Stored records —
• • •

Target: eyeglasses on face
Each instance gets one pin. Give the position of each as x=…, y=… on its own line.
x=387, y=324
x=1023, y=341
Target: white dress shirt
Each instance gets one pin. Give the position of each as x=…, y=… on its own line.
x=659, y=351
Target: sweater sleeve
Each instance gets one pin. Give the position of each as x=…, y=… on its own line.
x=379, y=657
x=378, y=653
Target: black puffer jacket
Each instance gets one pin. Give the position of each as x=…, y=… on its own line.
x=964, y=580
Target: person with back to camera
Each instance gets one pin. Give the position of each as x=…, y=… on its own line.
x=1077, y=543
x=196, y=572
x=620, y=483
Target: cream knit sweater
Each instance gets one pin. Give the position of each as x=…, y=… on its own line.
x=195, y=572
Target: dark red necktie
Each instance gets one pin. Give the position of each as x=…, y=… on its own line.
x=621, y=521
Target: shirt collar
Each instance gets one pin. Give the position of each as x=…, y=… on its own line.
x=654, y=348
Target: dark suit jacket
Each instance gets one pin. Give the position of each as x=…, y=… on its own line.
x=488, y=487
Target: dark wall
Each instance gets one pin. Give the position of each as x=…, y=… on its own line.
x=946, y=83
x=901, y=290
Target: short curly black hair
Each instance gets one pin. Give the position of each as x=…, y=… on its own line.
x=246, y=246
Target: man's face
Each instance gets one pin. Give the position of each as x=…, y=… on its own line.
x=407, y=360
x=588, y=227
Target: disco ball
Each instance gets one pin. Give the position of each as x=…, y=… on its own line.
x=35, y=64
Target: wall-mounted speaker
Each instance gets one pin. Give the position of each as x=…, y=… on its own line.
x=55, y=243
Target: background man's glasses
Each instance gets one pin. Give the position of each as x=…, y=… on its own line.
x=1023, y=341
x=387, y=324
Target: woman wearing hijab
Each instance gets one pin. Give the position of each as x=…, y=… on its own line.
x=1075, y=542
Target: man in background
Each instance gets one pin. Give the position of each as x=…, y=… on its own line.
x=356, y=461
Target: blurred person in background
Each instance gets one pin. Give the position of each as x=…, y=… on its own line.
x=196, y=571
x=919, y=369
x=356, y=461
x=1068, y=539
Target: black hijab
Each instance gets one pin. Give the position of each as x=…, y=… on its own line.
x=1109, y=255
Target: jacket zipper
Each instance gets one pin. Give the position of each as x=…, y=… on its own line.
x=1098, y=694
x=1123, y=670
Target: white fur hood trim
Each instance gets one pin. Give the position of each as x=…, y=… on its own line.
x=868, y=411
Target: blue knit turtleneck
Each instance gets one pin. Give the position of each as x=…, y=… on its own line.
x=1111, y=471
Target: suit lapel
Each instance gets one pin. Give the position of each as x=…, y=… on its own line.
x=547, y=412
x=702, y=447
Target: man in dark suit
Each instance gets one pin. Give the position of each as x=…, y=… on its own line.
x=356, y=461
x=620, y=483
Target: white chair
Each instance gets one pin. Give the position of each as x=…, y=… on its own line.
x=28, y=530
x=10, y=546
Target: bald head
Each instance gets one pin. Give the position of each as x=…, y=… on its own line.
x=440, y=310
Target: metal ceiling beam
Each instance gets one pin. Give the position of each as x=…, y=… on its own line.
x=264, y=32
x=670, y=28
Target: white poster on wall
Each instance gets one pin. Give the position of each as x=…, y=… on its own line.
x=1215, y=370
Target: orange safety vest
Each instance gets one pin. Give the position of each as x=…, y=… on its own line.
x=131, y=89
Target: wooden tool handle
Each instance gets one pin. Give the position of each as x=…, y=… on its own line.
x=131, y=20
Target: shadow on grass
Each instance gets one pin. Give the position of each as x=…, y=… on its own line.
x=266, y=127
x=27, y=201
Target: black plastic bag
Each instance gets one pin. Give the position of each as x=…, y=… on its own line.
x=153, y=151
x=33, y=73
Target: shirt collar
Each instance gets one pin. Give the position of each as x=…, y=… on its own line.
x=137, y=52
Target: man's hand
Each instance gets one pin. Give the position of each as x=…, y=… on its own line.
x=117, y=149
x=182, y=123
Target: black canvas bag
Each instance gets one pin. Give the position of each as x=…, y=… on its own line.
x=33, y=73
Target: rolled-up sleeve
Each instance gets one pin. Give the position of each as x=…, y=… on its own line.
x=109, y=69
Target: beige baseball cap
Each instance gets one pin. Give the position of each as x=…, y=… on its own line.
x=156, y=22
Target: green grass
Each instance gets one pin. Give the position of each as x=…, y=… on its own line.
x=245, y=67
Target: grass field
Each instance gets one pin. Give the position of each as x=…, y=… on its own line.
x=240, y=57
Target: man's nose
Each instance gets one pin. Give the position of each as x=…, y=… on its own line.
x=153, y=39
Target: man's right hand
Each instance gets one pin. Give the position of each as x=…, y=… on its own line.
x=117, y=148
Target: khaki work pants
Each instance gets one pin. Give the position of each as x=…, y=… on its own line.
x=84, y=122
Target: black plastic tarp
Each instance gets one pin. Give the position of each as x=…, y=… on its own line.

• • •

Print every one of the lines above verbatim, from the first through the last.

OUTPUT OF THE TASK —
Target: eyeglasses on face
Each instance gets one pin. Give the position of each as x=…, y=… on its own line.
x=387, y=324
x=1023, y=341
Target: white dress shirt
Each instance gets one pin. Give the position of each as x=…, y=… on its own line.
x=659, y=351
Target: sweater sleeve
Each instance gets one pin. Give the position of each as x=…, y=… on its own line.
x=379, y=657
x=378, y=653
Target: black puffer jacket
Each instance gets one pin. Give the position of each as x=…, y=… on its own line.
x=964, y=580
Target: person with back to camera
Each instance gets one pin. Give the position of each as x=…, y=… on its own line.
x=1077, y=543
x=196, y=572
x=620, y=483
Target: cream knit sweater
Each instance gets one pin. Give the position of each as x=…, y=… on its own line.
x=195, y=572
Target: dark red necktie
Each instance gets one pin. Give the position of each as x=…, y=… on its own line.
x=621, y=521
Target: shirt collar
Each instance gets one pin. Give the position of each as x=…, y=… on its own line.
x=654, y=348
Target: dark suit jacket
Each instance gets one pin. Give the position of each as x=…, y=… on its own line.
x=488, y=487
Target: dark wall
Each instance gets one pin. Give the position of each as x=…, y=… on its own line.
x=946, y=83
x=901, y=290
Target: short curly black hair
Each instance gets one pin. Give the position of each as x=…, y=… on its own line.
x=246, y=246
Target: man's face
Each instance gets one pin. Give the position of each as x=…, y=… on its own line.
x=407, y=360
x=588, y=227
Target: disco ball
Each instance gets one pin. Give the position of each as x=…, y=… on its own line.
x=35, y=64
Target: wall-mounted speaker
Each instance gets one pin. Give the position of each as x=…, y=… on its own line.
x=55, y=243
Target: background man's glasses
Each instance gets one pin. Give the position of each as x=…, y=… on its own line.
x=1023, y=341
x=387, y=324
Target: woman wearing hijab
Each instance gets one pin. Give the position of each as x=…, y=… on its own line.
x=1075, y=542
Target: man in background
Each instance gets one pin. Give the position of each as x=…, y=… on its own line.
x=356, y=461
Target: blurred person in background
Each instance gets one pin. Give the position of each as x=…, y=… on its own line.
x=196, y=571
x=919, y=369
x=356, y=461
x=1068, y=539
Target: black hijab
Each instance gets one pin. Give the position of each as x=…, y=… on its own line.
x=1109, y=255
Target: jacket zipper
Each instance gets one pin. Give the position of each as x=…, y=… on its own line.
x=1098, y=694
x=1123, y=670
Target: white fur hood trim
Each instance gets one pin. Give the position of each as x=…, y=… on its own line.
x=868, y=411
Target: blue knit turtleneck
Each instance gets one pin. Give the position of each as x=…, y=… on its own line.
x=1111, y=471
Target: suit lapel
Each instance gets one pin. Give the position of each as x=…, y=… on its own line.
x=547, y=412
x=702, y=447
Target: man in dark suit
Each instance gets one pin. Give the position of each as x=…, y=… on its own line.
x=356, y=461
x=620, y=483
Target: white chair
Each instance gets one pin. Give the position of each as x=…, y=… on its own line.
x=28, y=530
x=10, y=546
Target: bald head
Each instance gets one pin. Give the position of each as x=…, y=… on its own line.
x=440, y=310
Target: metal ceiling beam
Each instance gets one pin. Give the position of each as x=…, y=… on its own line.
x=264, y=32
x=670, y=28
Target: white poster on wall
Each instance gets one pin. Give the position of each as x=…, y=… on its own line.
x=1215, y=370
Target: orange safety vest
Each instance gets one pin. Give the position of each as x=…, y=… on its own line.
x=131, y=89
Target: wooden tool handle
Each instance gets one pin. Give the position of each as x=…, y=… on its own line.
x=131, y=20
Target: shadow on grass
Each instance gets one pin. Give the position of each as x=…, y=… on its own line.
x=266, y=127
x=27, y=201
Target: black plastic bag
Each instance gets one pin. Give the position of each as x=…, y=… on its own line.
x=153, y=151
x=33, y=73
Target: shirt collar
Each instance gets one pin. Give the position of each as x=…, y=… on its own line.
x=137, y=52
Target: man's hand
Each instance gets one pin. Give the position of each as x=…, y=… on its own line.
x=117, y=149
x=182, y=123
Target: black canvas bag
Each instance gets one pin. Give the position of each as x=…, y=… on its own line.
x=33, y=73
Target: rolled-up sleeve
Each instance gets one pin. Give the position of each as x=…, y=… on its own line.
x=109, y=69
Target: beige baseball cap
Each instance gets one pin. Give the position of each as x=…, y=… on its own line.
x=156, y=22
Target: green grass
Each instance gets one pin. Give the position of each as x=…, y=… on its own line.
x=245, y=67
Target: grass field
Each instance gets one pin. Give the position of each as x=…, y=… on its own line.
x=240, y=57
Target: man's nose
Each instance gets one pin. Give the position of each as x=…, y=… on its own line.
x=153, y=39
Target: man's right hand
Each instance gets one pin. Give the position of each as x=…, y=… on its own line.
x=117, y=148
Target: khaki work pants
Each instance gets one pin. Give the position of each as x=…, y=… on its own line.
x=84, y=122
Target: black plastic tarp
Each instance gets one pin. Give the position of each as x=…, y=… on its own line.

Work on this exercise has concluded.